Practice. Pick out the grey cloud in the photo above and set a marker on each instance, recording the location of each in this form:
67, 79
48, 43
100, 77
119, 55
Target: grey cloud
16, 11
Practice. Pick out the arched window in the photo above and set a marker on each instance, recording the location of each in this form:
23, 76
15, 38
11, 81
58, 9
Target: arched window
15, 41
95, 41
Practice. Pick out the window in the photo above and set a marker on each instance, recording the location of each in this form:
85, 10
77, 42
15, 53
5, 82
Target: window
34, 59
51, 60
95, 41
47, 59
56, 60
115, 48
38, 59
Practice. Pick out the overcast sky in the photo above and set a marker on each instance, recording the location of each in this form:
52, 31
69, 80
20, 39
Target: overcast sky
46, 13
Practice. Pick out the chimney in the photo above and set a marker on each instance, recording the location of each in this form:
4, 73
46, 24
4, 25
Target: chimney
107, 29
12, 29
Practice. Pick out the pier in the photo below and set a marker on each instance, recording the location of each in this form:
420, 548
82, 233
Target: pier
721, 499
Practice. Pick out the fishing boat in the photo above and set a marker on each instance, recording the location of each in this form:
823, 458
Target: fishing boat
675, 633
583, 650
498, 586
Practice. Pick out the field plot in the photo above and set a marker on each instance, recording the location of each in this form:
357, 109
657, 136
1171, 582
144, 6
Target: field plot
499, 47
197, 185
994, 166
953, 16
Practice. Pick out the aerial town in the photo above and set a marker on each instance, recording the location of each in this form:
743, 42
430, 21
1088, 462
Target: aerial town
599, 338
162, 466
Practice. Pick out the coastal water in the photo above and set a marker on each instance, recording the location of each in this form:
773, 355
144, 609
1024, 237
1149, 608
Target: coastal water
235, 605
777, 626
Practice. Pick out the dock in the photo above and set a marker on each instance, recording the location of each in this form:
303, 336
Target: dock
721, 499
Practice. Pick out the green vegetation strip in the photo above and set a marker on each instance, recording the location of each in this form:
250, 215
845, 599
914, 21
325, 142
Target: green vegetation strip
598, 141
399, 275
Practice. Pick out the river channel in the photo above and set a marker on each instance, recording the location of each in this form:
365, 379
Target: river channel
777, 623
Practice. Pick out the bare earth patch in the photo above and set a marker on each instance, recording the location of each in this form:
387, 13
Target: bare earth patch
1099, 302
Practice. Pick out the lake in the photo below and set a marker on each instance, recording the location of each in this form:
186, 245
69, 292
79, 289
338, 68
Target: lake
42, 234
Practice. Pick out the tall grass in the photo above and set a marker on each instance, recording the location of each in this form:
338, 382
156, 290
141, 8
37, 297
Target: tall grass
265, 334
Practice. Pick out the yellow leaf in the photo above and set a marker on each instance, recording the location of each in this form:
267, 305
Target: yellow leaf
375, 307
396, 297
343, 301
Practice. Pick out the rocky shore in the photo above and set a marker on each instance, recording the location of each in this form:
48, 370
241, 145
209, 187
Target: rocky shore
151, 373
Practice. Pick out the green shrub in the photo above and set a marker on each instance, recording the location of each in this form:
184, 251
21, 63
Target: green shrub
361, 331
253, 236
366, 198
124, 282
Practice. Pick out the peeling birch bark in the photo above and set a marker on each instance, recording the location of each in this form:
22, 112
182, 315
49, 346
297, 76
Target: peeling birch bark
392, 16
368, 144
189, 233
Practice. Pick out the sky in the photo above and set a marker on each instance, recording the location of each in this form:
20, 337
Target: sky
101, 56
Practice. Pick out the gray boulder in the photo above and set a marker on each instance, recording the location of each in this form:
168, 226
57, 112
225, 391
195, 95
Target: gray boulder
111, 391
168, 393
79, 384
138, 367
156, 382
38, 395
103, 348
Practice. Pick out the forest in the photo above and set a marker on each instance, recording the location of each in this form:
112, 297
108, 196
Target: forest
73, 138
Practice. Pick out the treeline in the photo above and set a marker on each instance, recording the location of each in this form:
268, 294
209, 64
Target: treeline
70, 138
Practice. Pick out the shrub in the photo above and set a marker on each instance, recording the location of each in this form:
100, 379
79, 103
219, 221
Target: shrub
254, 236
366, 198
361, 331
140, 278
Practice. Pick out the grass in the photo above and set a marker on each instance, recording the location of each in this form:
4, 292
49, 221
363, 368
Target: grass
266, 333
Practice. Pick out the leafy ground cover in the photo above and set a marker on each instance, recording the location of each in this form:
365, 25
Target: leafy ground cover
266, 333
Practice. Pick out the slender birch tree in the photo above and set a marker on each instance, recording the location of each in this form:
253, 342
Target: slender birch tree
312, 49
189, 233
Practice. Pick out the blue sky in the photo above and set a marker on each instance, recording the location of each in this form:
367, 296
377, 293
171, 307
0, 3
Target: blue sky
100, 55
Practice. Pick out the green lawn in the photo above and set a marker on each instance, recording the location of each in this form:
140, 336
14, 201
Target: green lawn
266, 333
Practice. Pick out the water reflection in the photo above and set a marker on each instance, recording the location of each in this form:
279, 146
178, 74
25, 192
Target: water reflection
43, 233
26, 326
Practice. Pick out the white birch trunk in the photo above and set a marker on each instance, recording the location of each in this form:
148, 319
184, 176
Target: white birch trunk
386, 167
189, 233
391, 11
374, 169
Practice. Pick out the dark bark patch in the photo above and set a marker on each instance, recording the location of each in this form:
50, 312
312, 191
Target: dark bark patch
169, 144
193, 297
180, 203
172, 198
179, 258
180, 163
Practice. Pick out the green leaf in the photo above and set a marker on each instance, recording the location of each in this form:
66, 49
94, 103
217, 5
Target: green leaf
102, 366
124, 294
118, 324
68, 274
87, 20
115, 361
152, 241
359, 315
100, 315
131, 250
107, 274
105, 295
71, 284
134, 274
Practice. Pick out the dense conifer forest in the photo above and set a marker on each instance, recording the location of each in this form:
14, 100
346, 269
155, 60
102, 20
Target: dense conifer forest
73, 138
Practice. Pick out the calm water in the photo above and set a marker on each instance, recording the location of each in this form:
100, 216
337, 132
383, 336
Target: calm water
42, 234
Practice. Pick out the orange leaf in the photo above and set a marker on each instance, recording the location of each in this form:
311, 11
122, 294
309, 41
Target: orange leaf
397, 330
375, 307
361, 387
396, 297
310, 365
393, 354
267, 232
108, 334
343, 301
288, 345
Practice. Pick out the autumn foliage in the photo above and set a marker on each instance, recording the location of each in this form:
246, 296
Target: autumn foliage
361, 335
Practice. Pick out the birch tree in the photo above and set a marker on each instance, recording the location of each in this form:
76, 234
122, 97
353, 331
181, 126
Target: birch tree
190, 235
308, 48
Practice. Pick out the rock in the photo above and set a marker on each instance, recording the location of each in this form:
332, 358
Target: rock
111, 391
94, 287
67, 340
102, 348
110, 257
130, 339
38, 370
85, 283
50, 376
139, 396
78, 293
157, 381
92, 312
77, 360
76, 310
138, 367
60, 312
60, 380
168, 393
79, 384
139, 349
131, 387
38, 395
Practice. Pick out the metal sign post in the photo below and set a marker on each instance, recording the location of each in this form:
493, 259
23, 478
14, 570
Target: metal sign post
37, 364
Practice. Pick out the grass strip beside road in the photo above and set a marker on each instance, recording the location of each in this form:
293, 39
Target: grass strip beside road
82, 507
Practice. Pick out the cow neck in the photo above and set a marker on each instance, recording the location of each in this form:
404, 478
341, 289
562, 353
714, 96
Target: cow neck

• GOAL
Output an exact copy of the lines beginning at the one that holds "Practice. Pick out the metal" and running through the final line of the records.

• REPLY TO THE TASK
Practice. Pick out the metal sign post in the photo below and set a marker on each instance, recording the location of each in this form:
493, 259
23, 478
14, 570
Target: metal sign post
37, 364
Practice. Pick out the grass strip beside road in the photo above and set a marker on each instance, recording the location of each in this form:
293, 39
Target: grass strip beside road
82, 507
Practice. Pick out the cow neck in the photo above and set a marker on each instance, recording the location of each in this form:
404, 478
341, 289
562, 353
714, 96
Target: cow neck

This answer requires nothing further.